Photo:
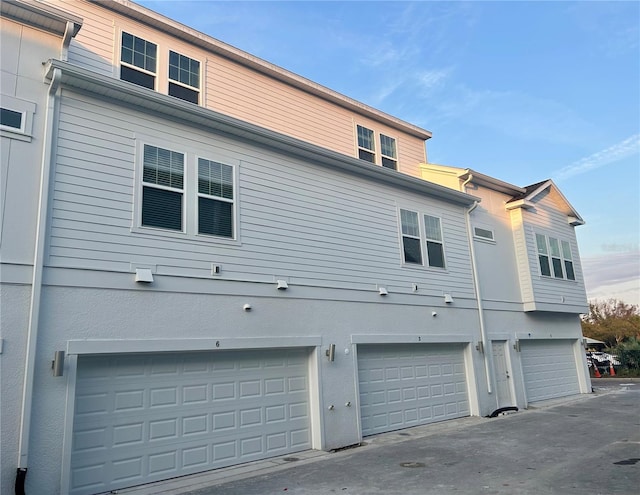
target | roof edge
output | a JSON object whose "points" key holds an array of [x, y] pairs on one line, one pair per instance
{"points": [[121, 92], [40, 15], [172, 27]]}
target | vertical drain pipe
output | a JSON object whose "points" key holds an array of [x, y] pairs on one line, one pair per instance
{"points": [[476, 283], [36, 282]]}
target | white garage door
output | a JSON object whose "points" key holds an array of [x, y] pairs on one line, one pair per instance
{"points": [[147, 417], [410, 385], [549, 369]]}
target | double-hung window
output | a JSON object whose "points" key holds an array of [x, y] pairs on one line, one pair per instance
{"points": [[162, 188], [12, 120], [388, 152], [215, 198], [184, 77], [138, 60], [554, 257], [366, 144], [414, 238], [184, 193], [411, 240], [435, 246]]}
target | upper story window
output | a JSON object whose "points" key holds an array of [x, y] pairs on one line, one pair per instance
{"points": [[162, 188], [11, 119], [554, 257], [138, 60], [413, 238], [484, 234], [185, 194], [388, 152], [366, 144], [215, 198], [184, 77], [16, 117]]}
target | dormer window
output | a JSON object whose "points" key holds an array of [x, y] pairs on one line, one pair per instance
{"points": [[138, 59], [388, 152], [184, 77], [366, 144]]}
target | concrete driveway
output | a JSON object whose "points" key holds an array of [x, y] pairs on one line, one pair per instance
{"points": [[586, 445]]}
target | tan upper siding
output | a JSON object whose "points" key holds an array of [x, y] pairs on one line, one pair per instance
{"points": [[548, 218], [242, 91]]}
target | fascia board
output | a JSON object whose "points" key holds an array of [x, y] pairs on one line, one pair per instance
{"points": [[490, 182], [573, 217], [173, 28], [124, 93], [40, 15]]}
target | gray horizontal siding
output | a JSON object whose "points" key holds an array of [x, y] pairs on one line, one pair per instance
{"points": [[302, 221], [547, 218]]}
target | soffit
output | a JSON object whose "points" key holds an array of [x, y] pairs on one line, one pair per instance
{"points": [[40, 15]]}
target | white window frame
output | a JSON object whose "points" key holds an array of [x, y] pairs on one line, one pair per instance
{"points": [[372, 150], [27, 109], [424, 253], [387, 157], [180, 83], [190, 188], [477, 236], [551, 254], [135, 67]]}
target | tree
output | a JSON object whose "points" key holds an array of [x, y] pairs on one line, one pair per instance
{"points": [[612, 321]]}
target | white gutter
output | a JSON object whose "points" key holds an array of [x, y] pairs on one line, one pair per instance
{"points": [[486, 349], [38, 267]]}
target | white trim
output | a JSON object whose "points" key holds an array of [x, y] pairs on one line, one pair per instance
{"points": [[120, 63], [67, 434], [411, 339], [24, 107], [122, 346]]}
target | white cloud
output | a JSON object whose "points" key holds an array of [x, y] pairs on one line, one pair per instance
{"points": [[612, 154], [615, 275]]}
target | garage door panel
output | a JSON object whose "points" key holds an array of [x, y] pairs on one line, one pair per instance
{"points": [[549, 369], [407, 385], [145, 418]]}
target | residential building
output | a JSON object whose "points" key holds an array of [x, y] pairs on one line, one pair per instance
{"points": [[209, 260]]}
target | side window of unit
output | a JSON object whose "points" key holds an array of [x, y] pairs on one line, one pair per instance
{"points": [[184, 77], [215, 198], [162, 188], [10, 119], [388, 152], [411, 243], [543, 255], [568, 260], [138, 61], [556, 262], [16, 117], [435, 246], [484, 234], [366, 144], [554, 257]]}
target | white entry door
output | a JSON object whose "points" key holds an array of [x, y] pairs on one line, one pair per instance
{"points": [[148, 417], [549, 368], [403, 385], [502, 372]]}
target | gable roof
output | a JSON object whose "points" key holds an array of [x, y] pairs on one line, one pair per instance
{"points": [[157, 21], [526, 199]]}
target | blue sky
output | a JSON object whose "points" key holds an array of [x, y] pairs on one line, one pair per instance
{"points": [[522, 91]]}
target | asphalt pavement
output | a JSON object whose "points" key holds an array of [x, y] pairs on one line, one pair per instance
{"points": [[588, 444]]}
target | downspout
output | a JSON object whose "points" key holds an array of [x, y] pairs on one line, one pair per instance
{"points": [[36, 282], [476, 283]]}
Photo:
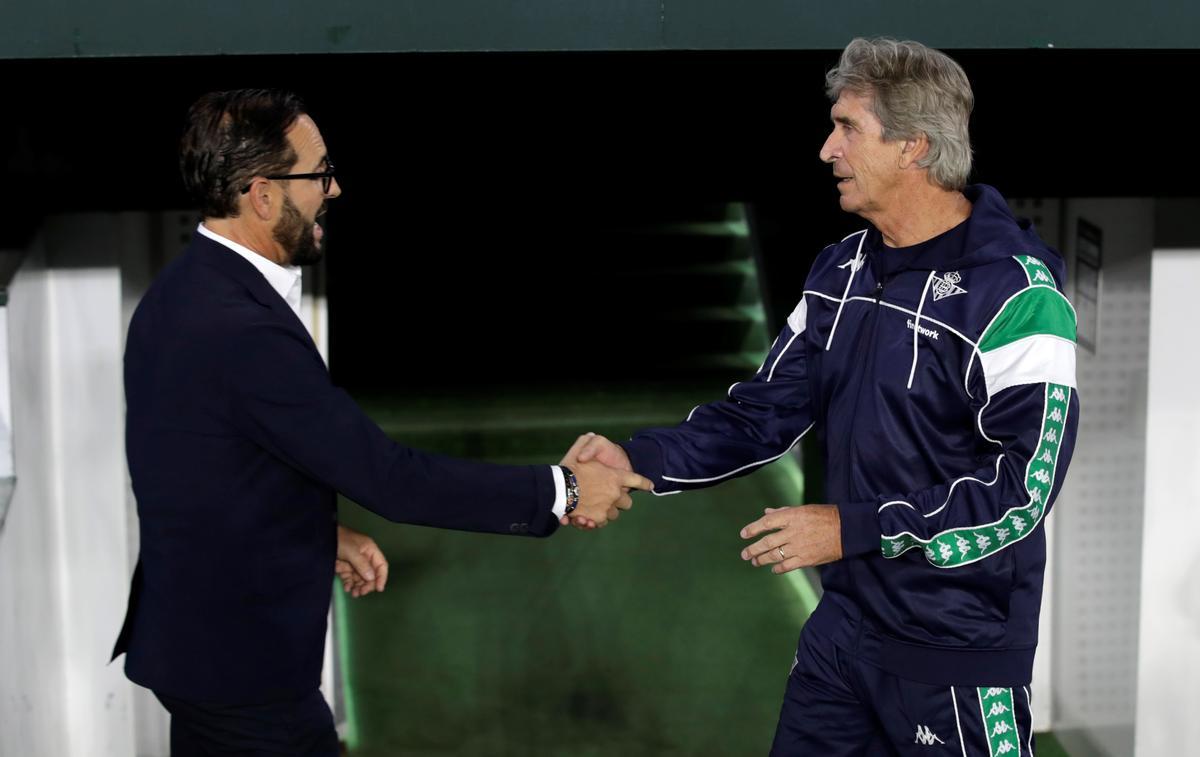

→ **AIM OF THE EXERCISE**:
Reproduce all of the items above word for word, leaving the pictures out of your answer.

→ **TASK SOLUTION**:
Photo:
target | roof edge
output | a JSON object whose "points" key holds an array of [x, y] pairs on one line, one pair per instance
{"points": [[121, 92], [40, 15], [172, 27]]}
target | vertical drain pipe
output | a JSON object whose "points" key holds an array of [x, y] pairs on one line, one pair per instance
{"points": [[476, 283], [36, 282]]}
target | white garage door
output | a JSON object whose "points" key holds an array of [x, y] pairs on one line, one pair per instance
{"points": [[147, 417], [410, 385], [549, 369]]}
target | double-hung window
output | a JSON object whose "points" key holds an array of [x, y] pairs on one line, one pair per instance
{"points": [[162, 188], [12, 120], [388, 152], [215, 198], [184, 77], [138, 60], [554, 257], [366, 144], [414, 238], [184, 193], [411, 240], [435, 246]]}
target | upper story window
output | a JSON object whose "points" key holds an array of [x, y] pairs on one line, one pair per instance
{"points": [[162, 188], [11, 119], [554, 257], [138, 60], [413, 238], [484, 234], [185, 194], [388, 152], [366, 144], [215, 198], [184, 77], [16, 117]]}
target | dormer window
output | a JSON object whose "points" key holds an array of [x, y] pairs on one line, one pair per instance
{"points": [[138, 59], [388, 152], [184, 77], [366, 144]]}
target | concrete driveway
output | a JSON object whose "points" key holds an array of [x, y] pairs on one line, one pair per instance
{"points": [[586, 445]]}
target | tan upper siding
output | a JSON object whose "points" key holds an array of [x, y] pairs on one line, one pair per instance
{"points": [[548, 218], [242, 91]]}
target | fascia board
output | a JSON object whose "points" key holds an array of [x, y] pairs on one line, one pair per instance
{"points": [[490, 182], [573, 217], [173, 28], [124, 93], [40, 15]]}
target | gray horizontal siding
output | a JSON object whose "points" key holds an array of [x, y] pairs on one line, one pair per instance
{"points": [[302, 221], [547, 218]]}
target | soffit
output | a JSON object whose "points" key holds an array of [x, y] pairs on one line, one pair per instance
{"points": [[40, 15]]}
target | white window frame
output | a JSON object whose "points" key holds an array of [x, y] pairs on one line, one pair per instance
{"points": [[372, 150], [27, 109], [424, 253], [387, 157], [180, 83], [190, 188], [477, 236], [551, 254], [135, 67]]}
target | tree
output | a JSON object whose "points" key holds an array of [x, y] pairs on one line, one pair per instance
{"points": [[612, 321]]}
target | white gutter
output | a JSON object whose "points" key holds an array of [x, y] pairs on one line, one pair per instance
{"points": [[486, 349], [38, 267]]}
target | white trim
output | a JSON object whose "points" key holds an array of [x, y] pairs on one line, one pair per instance
{"points": [[120, 63], [67, 434], [411, 339], [24, 107], [122, 346]]}
target | white cloud
output | a JSON object whose "points" key holds an array of [x, y] pairs on one line, one pair per instance
{"points": [[612, 154], [615, 275]]}
target | garage door panel
output | a JSON object whose "points" key holds an array of [x, y] pairs on one line, one pair per instance
{"points": [[549, 369], [407, 385], [145, 418]]}
target | residential building
output | a JSON object whose "points" key holds an array of [x, y] pairs on one line, one pair per instance
{"points": [[209, 260]]}
target | side window of unit
output | a JSON object whose "points" key holds an array of [x, y] pairs on one line, one pair per instance
{"points": [[184, 77], [215, 198], [162, 188], [10, 119], [388, 152], [411, 243], [543, 255], [568, 260], [138, 61], [556, 262], [16, 117], [435, 246], [484, 234], [366, 144], [554, 257]]}
target | white entry door
output | a JSON object whose "points" key holds an array of [x, y] pairs on one line, one pair per instance
{"points": [[148, 417], [549, 368], [403, 385], [502, 372]]}
target | gable roof
output | a JSON object whose "points" key holds an array of [x, y] pairs on one line, one pair per instance
{"points": [[157, 21], [526, 199]]}
target | blue sky
output | a JSON object whose "points" key holds an array of [x, y] pairs on one line, one pair per instance
{"points": [[522, 91]]}
target | asphalt pavement
output | a JSON object whose "points" key holds an array of [x, y] pairs on one line, one pair per instance
{"points": [[588, 444]]}
target | downspout
output | a JSON object whose "points" key holds an array of [x, y] pairs on one line, one pair per instance
{"points": [[36, 282], [476, 283]]}
Photo:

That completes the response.